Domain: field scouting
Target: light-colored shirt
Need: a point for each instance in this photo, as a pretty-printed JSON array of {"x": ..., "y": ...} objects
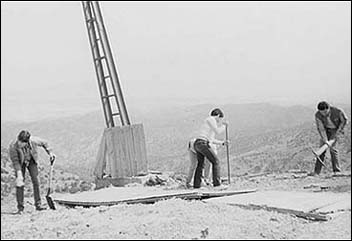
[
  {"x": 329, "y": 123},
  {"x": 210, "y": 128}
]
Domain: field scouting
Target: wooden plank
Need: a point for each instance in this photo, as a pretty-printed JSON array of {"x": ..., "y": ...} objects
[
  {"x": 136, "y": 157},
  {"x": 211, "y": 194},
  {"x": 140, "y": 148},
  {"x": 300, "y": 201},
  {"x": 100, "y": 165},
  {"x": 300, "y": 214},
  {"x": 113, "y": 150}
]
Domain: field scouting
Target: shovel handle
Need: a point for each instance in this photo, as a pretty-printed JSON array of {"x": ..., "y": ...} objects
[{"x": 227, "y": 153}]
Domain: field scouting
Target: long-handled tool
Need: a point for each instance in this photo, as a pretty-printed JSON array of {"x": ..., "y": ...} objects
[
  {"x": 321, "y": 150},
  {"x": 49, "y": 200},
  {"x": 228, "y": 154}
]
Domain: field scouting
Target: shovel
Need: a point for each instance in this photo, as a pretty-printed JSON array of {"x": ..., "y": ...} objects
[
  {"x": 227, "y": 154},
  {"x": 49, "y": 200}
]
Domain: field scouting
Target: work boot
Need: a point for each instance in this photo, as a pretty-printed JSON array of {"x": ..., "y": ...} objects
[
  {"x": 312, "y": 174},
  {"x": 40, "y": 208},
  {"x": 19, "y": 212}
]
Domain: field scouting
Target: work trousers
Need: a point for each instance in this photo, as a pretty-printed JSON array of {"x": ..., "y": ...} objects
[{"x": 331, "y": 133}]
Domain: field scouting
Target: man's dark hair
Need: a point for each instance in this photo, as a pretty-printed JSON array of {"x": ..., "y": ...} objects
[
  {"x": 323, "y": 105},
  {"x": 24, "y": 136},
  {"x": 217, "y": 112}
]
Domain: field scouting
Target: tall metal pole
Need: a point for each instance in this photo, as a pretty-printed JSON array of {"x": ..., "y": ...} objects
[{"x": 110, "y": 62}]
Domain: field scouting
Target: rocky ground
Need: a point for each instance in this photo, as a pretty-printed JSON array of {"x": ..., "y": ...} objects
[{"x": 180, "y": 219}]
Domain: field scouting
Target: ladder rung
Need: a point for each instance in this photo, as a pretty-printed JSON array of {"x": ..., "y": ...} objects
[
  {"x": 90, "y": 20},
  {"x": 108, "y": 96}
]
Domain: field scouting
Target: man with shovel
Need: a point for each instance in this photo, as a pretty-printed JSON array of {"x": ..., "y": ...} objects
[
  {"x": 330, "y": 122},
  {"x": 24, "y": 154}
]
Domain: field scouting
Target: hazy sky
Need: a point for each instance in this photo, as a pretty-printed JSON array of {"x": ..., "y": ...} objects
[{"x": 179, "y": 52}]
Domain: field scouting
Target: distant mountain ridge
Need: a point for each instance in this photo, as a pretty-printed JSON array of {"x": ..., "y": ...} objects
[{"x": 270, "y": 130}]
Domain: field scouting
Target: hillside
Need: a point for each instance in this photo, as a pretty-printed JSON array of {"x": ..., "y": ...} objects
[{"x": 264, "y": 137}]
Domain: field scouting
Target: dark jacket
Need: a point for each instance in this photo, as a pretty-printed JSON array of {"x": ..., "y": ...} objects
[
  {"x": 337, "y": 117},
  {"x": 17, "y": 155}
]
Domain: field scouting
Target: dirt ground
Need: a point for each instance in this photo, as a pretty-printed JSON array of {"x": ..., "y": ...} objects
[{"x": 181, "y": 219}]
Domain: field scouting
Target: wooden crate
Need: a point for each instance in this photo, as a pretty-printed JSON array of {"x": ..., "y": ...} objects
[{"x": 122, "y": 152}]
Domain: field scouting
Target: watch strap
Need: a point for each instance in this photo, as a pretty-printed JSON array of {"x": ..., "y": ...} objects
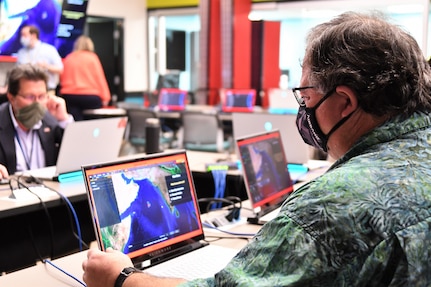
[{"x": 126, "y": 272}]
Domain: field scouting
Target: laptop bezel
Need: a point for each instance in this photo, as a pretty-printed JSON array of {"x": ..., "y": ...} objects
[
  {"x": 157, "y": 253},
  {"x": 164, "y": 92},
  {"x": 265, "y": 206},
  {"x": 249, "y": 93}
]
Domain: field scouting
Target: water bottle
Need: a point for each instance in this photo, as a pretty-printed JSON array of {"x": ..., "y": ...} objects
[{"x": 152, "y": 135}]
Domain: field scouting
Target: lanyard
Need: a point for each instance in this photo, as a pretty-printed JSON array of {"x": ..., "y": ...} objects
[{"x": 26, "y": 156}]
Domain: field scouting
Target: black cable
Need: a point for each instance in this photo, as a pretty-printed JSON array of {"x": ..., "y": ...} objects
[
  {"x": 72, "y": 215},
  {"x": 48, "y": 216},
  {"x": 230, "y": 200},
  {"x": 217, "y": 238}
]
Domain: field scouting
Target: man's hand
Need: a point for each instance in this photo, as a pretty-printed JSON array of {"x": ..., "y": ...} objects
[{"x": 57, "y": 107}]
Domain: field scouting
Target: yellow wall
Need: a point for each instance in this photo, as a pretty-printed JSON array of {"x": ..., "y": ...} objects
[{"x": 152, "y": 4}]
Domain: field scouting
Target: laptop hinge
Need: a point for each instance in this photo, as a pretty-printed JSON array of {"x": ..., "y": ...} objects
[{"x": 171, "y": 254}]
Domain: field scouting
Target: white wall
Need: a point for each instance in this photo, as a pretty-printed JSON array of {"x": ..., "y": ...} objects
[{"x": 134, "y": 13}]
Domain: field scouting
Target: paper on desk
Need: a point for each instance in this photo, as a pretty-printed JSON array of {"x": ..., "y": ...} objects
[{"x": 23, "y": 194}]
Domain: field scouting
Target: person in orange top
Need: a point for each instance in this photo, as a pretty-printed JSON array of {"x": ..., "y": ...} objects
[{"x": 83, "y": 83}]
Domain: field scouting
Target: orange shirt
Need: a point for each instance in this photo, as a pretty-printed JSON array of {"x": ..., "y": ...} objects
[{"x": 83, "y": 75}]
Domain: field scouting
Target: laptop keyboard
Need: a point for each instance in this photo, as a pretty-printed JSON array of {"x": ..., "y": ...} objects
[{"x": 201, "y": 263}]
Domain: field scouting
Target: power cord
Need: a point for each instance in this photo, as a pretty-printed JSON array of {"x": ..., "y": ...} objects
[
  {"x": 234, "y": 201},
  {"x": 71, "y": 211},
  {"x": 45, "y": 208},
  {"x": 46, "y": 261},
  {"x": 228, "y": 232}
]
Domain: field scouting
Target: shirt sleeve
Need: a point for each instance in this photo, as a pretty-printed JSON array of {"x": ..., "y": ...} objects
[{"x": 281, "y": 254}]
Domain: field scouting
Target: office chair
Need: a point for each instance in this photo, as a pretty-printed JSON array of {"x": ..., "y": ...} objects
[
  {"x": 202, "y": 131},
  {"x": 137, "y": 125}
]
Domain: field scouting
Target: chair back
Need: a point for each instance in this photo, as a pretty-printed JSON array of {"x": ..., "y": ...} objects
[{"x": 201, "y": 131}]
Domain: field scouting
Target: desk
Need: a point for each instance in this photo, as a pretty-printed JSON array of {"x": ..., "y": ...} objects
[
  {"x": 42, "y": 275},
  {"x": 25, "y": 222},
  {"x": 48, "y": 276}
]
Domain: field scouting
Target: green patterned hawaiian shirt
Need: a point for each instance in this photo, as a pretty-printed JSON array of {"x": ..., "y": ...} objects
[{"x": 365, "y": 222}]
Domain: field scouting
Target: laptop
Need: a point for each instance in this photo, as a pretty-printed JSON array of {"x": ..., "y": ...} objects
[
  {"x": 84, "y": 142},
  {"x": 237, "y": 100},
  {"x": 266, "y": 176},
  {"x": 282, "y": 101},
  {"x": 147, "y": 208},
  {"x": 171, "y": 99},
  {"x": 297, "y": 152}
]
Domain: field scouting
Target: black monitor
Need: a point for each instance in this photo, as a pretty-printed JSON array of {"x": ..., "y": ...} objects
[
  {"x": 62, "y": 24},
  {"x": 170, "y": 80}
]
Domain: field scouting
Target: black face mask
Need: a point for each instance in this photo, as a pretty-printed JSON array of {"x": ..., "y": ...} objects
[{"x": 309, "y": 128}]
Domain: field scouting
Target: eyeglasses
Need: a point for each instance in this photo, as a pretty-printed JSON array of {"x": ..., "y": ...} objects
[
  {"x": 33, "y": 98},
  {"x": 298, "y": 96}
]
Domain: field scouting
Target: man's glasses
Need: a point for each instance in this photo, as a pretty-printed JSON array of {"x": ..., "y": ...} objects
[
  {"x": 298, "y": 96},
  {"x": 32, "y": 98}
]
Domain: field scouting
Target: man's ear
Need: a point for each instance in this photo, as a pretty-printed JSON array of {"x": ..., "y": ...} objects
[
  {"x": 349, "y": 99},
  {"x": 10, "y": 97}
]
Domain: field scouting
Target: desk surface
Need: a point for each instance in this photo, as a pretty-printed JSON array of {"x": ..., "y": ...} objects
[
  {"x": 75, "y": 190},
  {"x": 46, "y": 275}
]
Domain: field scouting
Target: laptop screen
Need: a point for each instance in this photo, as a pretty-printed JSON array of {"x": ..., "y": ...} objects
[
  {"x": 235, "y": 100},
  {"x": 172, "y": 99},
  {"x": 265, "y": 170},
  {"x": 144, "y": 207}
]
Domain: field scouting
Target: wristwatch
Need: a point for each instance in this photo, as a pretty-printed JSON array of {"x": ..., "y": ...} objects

○ ○ ○ ○ ○

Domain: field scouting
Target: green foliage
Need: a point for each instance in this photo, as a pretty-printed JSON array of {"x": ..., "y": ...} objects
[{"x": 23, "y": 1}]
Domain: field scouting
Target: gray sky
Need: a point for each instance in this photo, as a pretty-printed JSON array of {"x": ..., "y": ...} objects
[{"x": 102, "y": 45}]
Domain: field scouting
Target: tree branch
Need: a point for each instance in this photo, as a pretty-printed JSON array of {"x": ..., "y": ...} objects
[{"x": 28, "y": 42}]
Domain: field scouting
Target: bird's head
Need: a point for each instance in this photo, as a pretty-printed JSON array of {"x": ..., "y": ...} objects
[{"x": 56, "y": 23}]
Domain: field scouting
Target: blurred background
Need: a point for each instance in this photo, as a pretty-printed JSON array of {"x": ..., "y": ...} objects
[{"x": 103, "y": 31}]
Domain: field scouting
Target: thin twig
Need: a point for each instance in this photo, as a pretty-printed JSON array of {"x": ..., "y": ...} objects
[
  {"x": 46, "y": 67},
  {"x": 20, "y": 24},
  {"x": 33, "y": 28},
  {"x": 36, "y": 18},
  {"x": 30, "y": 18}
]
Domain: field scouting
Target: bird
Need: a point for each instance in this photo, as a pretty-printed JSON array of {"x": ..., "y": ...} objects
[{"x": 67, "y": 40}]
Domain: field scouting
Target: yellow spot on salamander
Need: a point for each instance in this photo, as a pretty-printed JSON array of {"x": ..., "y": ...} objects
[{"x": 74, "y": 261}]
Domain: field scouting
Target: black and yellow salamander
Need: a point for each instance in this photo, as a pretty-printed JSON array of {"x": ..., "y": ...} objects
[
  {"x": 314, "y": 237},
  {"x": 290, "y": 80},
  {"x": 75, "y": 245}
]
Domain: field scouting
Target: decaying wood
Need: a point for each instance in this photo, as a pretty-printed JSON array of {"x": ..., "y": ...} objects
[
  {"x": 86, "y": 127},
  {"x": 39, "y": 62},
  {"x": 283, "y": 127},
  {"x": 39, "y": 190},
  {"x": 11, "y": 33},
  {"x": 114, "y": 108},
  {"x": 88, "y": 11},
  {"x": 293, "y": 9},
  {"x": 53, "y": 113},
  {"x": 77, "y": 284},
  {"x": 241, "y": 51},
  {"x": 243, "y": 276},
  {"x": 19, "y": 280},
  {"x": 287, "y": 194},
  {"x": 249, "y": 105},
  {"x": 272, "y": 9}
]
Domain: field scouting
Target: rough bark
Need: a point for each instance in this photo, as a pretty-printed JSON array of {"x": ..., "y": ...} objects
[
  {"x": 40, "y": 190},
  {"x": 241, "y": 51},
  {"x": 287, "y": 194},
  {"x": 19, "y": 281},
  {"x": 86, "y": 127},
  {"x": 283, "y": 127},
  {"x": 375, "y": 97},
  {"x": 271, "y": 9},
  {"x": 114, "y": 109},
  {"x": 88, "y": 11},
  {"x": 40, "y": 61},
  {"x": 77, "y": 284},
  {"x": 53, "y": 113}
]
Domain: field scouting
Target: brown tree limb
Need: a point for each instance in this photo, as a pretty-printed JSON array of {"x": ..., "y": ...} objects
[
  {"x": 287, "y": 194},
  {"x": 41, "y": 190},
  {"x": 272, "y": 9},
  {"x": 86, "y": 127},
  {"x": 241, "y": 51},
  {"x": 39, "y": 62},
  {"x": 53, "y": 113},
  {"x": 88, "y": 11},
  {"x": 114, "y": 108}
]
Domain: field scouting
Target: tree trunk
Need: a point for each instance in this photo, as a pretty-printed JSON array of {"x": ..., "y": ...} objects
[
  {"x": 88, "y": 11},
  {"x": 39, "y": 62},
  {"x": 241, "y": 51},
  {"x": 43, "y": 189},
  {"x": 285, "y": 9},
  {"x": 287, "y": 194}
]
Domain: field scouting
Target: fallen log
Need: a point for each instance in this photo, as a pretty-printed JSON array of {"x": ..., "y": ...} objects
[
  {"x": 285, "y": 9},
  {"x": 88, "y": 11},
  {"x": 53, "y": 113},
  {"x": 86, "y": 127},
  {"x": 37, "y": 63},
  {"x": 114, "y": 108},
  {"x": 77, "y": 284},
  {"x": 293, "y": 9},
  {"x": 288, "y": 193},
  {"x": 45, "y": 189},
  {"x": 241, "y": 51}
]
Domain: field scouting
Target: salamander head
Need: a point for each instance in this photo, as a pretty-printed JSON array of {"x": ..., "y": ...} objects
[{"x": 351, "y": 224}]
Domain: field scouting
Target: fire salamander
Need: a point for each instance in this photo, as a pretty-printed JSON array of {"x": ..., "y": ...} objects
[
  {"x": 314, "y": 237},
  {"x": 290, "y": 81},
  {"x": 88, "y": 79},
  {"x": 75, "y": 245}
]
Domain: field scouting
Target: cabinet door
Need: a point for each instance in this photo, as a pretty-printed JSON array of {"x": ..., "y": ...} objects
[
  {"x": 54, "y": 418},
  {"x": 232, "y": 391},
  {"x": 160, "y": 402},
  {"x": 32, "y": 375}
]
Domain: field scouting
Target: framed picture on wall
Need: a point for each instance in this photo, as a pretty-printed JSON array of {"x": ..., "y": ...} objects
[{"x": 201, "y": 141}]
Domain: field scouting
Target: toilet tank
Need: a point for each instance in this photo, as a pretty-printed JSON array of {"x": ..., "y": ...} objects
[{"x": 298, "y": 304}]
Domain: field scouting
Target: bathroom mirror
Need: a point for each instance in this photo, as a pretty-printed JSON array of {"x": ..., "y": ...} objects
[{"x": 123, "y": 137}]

○ ○ ○ ○ ○

Filter the material above, keeping every line that contains the string "wall". Copy each of those lines in full.

Target: yellow wall
Target: white wall
Target: framed picture on wall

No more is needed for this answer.